- _WHAT TO PRODUCE_:
Copy out the rows below verbatim, beginning with the line that contains "Pick out the dirt path" and ending with the line that contains "<point>36,26</point>", both included.

- _MATERIAL TO PROCESS_:
⁂

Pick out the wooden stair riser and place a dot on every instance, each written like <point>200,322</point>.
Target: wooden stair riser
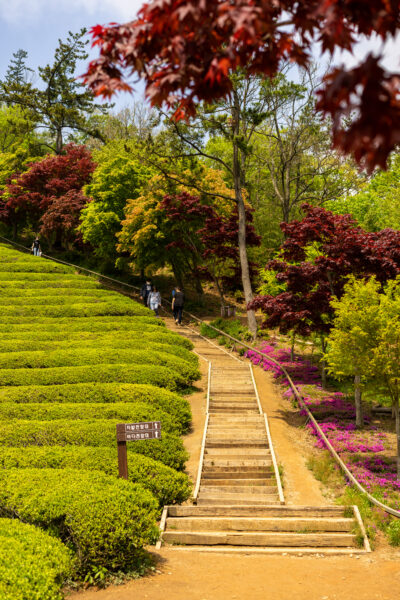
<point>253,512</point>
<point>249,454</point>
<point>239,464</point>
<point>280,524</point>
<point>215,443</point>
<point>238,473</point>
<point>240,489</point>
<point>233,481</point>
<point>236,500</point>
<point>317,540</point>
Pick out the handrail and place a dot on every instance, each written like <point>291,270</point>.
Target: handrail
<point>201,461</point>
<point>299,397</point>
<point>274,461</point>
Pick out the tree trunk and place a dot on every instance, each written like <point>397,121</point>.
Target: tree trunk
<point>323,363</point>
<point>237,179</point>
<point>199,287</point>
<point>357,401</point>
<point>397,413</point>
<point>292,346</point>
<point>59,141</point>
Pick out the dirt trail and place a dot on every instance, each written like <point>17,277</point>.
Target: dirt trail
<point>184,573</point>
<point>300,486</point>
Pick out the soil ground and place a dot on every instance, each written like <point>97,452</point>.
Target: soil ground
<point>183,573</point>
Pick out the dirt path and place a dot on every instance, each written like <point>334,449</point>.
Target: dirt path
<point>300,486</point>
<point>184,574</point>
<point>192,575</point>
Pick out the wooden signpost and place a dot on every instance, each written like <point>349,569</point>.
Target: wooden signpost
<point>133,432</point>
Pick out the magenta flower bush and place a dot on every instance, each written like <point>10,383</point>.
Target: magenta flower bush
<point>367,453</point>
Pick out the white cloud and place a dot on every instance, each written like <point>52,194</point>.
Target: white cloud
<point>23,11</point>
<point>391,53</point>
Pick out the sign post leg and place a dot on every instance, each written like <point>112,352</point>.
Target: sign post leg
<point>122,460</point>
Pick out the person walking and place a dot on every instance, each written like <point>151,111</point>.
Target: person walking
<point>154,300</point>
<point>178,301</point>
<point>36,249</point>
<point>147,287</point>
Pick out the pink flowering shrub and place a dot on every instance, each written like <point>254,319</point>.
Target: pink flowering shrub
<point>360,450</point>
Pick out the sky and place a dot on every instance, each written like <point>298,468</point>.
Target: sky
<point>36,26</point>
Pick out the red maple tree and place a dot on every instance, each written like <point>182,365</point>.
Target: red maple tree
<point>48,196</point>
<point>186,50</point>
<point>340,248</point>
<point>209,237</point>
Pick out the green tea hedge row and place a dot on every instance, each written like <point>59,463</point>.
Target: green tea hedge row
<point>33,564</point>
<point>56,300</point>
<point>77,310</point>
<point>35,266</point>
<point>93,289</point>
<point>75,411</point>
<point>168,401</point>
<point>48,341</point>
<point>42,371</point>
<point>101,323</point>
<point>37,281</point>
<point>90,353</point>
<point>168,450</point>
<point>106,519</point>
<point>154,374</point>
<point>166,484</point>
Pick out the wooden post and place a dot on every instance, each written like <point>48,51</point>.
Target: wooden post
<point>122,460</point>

⁂

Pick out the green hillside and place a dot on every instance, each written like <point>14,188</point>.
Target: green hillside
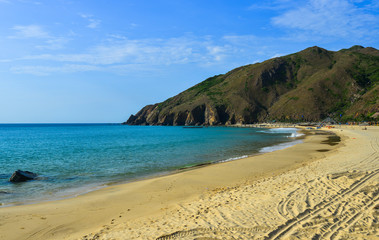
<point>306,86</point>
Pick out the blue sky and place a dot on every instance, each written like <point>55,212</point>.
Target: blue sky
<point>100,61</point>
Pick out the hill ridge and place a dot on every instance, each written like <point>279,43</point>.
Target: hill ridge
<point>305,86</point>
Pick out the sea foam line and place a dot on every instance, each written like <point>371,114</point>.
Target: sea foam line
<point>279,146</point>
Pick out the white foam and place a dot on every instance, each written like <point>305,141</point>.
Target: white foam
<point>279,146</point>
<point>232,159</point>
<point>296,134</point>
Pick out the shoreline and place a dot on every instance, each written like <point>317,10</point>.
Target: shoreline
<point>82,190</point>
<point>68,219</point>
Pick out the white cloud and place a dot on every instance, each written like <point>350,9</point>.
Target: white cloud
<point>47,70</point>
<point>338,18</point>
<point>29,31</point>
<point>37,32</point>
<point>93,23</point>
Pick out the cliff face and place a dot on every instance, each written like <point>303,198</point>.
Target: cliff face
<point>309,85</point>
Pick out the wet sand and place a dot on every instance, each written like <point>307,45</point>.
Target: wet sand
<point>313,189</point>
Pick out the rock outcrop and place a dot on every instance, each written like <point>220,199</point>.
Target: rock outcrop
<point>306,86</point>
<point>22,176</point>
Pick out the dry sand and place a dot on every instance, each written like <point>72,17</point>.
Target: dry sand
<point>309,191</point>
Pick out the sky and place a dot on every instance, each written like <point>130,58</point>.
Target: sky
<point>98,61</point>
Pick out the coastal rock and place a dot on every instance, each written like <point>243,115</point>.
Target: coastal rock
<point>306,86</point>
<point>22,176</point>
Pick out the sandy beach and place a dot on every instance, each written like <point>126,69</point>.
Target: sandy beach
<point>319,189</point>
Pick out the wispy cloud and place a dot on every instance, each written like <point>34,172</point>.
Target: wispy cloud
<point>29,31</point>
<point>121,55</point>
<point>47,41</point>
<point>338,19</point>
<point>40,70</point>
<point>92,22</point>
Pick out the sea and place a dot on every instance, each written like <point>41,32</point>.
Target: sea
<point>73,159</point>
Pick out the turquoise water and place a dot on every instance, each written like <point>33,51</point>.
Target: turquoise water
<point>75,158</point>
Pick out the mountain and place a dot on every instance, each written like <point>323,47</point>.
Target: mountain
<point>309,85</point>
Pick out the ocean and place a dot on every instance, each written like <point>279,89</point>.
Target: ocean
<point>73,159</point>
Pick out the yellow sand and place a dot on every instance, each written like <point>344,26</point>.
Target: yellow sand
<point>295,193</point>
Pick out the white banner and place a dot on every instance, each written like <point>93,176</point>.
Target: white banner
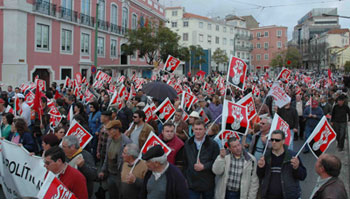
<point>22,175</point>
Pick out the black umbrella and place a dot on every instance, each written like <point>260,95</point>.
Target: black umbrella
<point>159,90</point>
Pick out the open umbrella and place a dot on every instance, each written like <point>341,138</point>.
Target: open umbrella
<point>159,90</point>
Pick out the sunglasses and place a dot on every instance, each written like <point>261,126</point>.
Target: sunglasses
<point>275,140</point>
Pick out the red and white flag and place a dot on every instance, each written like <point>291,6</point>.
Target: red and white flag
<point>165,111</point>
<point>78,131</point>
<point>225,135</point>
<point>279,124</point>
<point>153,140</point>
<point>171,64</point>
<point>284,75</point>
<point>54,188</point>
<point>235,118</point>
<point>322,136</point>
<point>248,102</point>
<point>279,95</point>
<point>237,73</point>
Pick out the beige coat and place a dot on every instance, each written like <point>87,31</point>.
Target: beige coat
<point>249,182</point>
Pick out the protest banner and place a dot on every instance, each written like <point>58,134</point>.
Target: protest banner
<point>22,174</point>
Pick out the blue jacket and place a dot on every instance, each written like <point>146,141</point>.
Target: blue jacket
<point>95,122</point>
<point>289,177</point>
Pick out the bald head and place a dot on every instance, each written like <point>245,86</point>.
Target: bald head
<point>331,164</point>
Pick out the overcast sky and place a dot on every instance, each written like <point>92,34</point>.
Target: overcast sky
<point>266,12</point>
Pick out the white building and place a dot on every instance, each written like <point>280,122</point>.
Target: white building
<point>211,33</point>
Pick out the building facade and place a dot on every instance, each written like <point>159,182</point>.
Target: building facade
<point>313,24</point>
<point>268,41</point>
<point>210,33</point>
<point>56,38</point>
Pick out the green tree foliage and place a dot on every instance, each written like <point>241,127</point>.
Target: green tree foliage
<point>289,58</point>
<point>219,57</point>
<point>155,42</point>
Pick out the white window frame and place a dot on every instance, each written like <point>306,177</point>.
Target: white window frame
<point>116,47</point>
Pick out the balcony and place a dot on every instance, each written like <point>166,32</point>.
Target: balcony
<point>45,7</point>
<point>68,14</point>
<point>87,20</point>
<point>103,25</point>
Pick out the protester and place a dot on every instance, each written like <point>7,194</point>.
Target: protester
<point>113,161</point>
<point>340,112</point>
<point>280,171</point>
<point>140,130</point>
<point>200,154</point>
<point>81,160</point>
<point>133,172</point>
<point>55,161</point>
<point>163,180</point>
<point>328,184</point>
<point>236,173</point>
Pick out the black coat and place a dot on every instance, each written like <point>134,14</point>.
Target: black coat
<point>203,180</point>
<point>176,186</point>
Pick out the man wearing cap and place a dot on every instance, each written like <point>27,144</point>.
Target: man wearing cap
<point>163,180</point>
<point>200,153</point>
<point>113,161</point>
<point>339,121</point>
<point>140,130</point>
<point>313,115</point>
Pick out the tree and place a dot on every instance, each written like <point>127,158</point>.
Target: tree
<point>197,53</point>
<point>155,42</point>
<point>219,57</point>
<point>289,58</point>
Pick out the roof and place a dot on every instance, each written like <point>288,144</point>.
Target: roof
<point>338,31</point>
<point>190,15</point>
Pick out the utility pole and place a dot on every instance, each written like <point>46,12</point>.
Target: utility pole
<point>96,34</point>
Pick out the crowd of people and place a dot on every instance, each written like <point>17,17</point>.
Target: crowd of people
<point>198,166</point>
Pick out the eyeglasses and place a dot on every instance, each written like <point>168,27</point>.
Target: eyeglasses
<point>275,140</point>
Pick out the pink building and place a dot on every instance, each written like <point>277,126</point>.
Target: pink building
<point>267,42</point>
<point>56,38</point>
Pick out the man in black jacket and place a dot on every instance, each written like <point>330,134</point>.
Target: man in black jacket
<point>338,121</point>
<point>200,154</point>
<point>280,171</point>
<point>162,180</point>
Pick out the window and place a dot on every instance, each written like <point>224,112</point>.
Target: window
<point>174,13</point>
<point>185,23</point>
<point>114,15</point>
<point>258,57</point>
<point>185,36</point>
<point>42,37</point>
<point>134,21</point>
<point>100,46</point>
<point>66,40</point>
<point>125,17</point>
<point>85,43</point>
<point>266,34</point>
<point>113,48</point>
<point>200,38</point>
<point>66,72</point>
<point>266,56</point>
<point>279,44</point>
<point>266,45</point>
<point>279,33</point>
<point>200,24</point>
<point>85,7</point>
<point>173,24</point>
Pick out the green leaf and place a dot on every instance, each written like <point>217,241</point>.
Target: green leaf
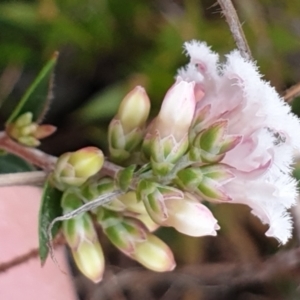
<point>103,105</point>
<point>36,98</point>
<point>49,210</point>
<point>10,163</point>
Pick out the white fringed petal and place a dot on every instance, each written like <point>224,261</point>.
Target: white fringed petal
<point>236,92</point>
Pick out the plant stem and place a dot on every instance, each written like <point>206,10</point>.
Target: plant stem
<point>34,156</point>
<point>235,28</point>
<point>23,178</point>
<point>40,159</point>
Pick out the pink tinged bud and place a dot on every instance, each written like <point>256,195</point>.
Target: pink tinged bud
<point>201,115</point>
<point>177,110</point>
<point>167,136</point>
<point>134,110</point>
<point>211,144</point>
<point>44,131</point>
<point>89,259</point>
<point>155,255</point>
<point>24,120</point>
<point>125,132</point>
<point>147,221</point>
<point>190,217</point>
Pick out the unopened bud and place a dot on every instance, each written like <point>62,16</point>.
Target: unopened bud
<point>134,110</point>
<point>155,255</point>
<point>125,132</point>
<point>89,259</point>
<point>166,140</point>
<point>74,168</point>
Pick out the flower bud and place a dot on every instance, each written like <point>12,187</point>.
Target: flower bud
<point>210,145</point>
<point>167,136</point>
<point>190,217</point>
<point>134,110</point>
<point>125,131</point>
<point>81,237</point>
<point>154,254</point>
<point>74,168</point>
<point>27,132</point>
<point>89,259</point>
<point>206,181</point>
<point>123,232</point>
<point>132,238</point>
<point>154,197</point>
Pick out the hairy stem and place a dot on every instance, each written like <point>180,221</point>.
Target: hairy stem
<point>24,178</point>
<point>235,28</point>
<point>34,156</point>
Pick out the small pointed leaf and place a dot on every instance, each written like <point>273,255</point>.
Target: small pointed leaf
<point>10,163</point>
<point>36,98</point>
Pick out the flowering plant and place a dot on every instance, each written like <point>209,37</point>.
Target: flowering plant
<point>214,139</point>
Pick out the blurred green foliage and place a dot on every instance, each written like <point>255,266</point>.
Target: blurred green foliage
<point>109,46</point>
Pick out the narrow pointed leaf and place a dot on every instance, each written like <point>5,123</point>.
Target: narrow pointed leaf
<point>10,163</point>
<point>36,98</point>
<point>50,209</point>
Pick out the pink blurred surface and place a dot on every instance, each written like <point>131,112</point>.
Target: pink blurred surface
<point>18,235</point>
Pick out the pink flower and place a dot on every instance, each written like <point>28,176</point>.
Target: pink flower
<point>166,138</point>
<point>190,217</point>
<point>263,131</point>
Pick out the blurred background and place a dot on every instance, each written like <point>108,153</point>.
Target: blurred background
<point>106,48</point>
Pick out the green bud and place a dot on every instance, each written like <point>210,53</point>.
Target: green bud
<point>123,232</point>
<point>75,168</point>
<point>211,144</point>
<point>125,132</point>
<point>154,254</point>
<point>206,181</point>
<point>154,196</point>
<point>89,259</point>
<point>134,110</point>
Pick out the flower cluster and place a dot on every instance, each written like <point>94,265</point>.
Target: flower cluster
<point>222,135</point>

⁂

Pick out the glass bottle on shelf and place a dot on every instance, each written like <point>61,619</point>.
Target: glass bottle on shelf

⁂

- _WORKED SOLUTION_:
Pick out the dirt path and place a dot on every instance, each written like <point>334,449</point>.
Target: dirt path
<point>300,486</point>
<point>184,574</point>
<point>192,575</point>
Pick out the wooden signpost and place a dot on every instance, each written like <point>349,569</point>.
Target: wooden signpost
<point>133,432</point>
Pick out the magenta flower bush and place a dot on every instance, each written like <point>10,383</point>.
Target: magenta flower bush
<point>367,453</point>
Pick out the white cloud and place a dot on every instance, each written like <point>52,194</point>.
Target: white cloud
<point>23,11</point>
<point>391,53</point>
Pick out the sign post leg and place a dot on every instance, each written like <point>112,352</point>.
Target: sign post leg
<point>122,460</point>
Pick out the person walking and place a dot on every instance, each written like <point>151,111</point>.
Target: person walking
<point>154,300</point>
<point>178,301</point>
<point>36,249</point>
<point>147,287</point>
Pick out the pink flowering shrub and place a dot on every instance, each written like <point>254,319</point>.
Target: pink flowering shrub
<point>360,450</point>
Pick out the sky and place a dot on every instance, each written like <point>298,468</point>.
Target: sky
<point>36,26</point>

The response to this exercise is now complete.